§ TASK
Return every line of the rows below that contains the string "metal", treating uppercase and lowercase as different.

§ DATA EXTRACT
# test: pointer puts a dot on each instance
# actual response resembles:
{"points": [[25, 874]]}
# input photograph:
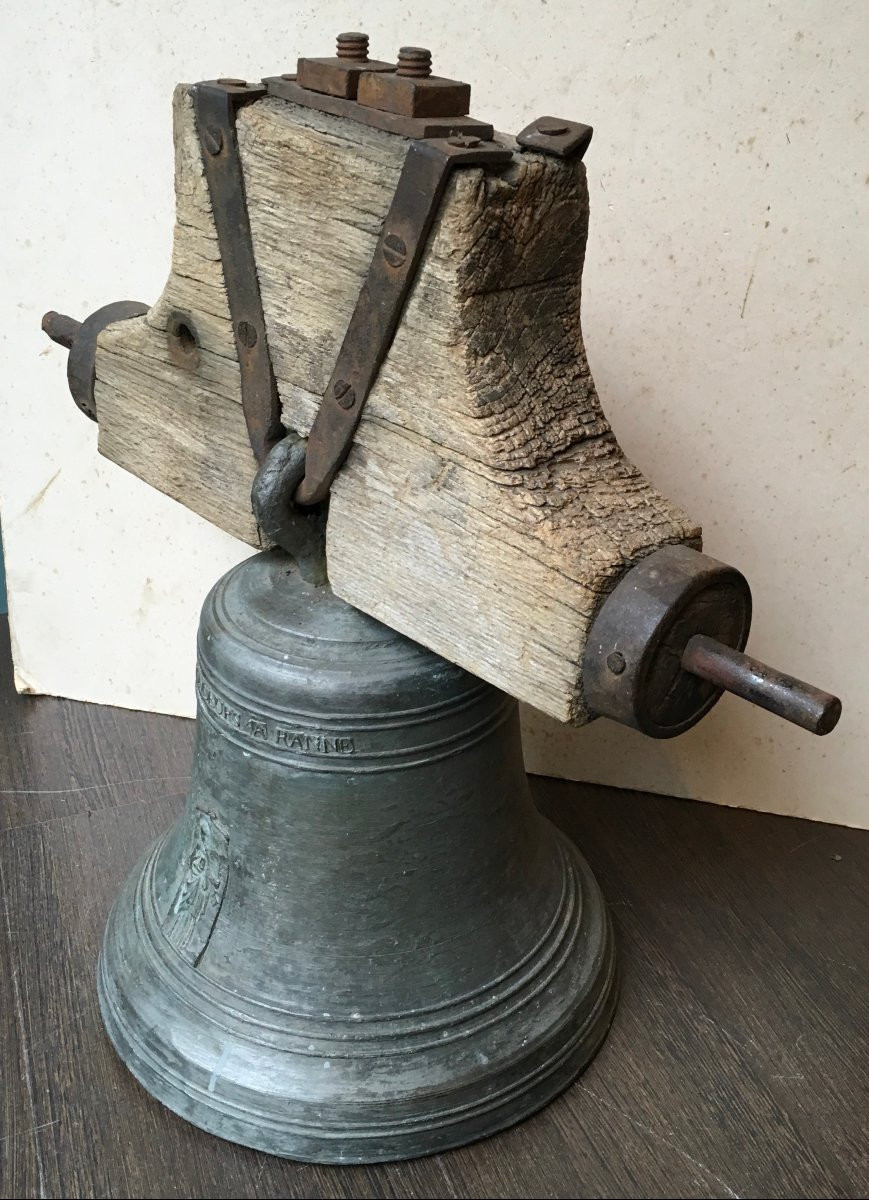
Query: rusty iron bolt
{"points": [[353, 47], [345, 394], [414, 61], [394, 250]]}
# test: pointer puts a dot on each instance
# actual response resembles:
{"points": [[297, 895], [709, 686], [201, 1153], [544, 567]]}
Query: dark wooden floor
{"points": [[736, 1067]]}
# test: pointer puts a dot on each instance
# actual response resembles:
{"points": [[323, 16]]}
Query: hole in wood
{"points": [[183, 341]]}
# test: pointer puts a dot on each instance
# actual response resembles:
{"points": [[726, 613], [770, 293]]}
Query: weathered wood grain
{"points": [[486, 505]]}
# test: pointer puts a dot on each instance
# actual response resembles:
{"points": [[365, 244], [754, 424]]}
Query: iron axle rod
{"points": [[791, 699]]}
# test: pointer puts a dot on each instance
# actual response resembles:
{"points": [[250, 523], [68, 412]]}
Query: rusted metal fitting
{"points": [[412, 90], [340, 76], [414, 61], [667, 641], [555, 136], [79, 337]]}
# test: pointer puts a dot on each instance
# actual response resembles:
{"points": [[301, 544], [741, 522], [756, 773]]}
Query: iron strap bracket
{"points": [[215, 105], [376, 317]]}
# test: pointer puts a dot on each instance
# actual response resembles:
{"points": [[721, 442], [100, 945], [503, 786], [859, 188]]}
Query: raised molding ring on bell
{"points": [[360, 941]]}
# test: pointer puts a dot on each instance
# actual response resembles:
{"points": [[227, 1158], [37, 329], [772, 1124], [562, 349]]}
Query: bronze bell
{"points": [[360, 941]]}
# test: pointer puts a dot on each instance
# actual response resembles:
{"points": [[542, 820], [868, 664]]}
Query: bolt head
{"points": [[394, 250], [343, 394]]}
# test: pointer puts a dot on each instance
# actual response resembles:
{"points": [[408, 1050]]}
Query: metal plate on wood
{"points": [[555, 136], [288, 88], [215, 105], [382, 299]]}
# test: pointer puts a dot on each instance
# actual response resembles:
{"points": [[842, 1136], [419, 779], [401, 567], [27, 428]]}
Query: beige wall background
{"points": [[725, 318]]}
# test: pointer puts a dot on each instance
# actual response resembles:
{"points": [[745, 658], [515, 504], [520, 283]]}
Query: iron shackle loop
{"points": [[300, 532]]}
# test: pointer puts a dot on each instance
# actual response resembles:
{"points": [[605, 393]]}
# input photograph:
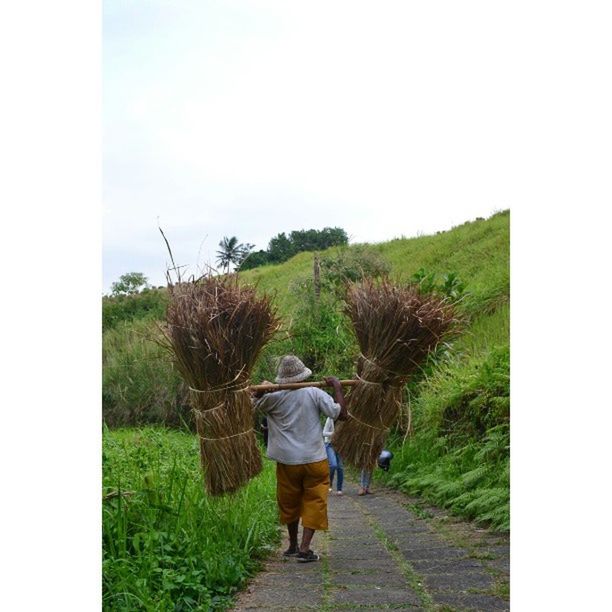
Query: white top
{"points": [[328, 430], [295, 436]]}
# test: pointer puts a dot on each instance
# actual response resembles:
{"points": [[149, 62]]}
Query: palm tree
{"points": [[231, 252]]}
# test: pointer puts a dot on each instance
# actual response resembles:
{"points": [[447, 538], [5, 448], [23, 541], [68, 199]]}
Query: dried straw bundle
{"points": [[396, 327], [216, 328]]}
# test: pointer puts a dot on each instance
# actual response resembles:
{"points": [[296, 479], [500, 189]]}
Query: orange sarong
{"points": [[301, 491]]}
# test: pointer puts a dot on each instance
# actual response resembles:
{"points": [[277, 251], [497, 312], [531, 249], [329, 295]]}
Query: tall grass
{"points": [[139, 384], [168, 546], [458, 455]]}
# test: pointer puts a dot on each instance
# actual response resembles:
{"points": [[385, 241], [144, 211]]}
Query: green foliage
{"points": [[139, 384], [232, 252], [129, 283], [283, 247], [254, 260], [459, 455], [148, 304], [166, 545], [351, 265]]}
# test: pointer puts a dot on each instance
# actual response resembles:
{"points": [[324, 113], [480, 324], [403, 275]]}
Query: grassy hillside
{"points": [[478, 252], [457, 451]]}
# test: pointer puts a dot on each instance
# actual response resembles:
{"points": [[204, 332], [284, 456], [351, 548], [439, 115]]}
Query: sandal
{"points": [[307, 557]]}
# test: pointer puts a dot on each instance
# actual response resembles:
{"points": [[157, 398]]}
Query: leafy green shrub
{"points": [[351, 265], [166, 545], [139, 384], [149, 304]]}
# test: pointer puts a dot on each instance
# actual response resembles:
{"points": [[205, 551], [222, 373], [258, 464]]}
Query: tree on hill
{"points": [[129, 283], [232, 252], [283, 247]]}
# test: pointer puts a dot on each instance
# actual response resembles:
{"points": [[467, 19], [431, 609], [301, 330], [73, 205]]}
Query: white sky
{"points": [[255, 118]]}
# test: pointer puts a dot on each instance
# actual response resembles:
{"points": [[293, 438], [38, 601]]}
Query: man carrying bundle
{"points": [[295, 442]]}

...

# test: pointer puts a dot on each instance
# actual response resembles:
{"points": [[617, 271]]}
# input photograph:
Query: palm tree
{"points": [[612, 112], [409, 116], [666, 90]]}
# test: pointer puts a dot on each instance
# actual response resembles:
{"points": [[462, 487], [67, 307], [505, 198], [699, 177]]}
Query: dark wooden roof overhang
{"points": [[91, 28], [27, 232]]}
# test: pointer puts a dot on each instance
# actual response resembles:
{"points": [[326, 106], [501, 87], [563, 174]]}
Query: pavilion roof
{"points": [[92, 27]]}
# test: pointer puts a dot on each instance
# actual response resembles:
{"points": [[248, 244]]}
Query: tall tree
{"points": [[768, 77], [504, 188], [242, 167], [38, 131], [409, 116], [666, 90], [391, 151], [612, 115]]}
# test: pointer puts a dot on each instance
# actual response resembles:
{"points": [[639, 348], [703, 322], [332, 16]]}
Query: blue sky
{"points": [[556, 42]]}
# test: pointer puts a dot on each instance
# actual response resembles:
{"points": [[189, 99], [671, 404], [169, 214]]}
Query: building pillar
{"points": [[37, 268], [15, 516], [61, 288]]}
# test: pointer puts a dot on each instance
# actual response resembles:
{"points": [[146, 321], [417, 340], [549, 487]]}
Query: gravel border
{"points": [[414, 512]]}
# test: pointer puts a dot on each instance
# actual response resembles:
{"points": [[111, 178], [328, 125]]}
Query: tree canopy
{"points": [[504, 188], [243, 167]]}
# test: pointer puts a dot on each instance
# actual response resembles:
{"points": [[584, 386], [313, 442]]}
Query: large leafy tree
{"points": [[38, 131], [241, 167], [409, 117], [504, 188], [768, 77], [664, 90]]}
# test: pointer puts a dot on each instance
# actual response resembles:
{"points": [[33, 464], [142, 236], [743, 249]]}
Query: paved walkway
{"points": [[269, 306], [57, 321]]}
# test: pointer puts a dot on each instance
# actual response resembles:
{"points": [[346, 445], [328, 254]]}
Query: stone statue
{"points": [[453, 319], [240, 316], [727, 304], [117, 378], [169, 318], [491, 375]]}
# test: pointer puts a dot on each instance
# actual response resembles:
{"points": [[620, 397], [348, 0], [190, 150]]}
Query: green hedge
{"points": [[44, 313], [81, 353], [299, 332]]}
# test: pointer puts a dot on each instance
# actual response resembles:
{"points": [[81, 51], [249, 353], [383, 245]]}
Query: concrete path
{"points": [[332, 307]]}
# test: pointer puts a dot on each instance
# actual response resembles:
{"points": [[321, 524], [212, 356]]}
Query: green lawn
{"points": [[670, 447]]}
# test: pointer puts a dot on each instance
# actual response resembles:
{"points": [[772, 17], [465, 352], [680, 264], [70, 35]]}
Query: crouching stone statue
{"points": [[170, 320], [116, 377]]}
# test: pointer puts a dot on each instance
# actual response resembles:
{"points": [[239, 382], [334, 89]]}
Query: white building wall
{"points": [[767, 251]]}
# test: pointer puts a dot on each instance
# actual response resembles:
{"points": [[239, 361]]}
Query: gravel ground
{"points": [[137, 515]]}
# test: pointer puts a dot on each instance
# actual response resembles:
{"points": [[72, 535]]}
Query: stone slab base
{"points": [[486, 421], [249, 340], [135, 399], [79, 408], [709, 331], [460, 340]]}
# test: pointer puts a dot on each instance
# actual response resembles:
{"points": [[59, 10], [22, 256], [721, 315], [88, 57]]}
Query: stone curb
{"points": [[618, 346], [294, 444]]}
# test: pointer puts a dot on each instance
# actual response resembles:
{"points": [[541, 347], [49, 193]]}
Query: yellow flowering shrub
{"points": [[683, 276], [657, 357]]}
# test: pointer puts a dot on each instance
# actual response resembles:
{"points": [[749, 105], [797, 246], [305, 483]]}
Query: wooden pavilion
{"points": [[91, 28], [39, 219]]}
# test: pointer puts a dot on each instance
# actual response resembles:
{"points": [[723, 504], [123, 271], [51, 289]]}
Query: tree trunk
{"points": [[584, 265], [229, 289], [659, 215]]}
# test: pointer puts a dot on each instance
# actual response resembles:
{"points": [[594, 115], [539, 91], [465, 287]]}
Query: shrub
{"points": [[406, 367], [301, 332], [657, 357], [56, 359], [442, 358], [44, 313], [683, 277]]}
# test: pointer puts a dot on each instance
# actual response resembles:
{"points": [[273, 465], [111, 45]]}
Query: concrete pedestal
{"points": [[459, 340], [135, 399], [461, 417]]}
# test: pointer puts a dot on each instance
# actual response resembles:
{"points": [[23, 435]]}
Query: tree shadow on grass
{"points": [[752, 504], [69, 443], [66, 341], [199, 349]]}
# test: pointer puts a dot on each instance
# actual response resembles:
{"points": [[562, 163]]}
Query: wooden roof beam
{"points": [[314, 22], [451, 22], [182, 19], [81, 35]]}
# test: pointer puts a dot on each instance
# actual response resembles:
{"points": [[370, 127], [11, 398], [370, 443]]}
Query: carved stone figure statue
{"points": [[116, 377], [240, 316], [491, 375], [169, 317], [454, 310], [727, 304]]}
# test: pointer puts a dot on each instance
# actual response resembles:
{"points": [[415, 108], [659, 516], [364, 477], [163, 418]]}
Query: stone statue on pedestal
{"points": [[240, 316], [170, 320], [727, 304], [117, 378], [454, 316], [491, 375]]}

§ THE OUTPUT
Query: rusted metal fitting
Query: metal plate on wood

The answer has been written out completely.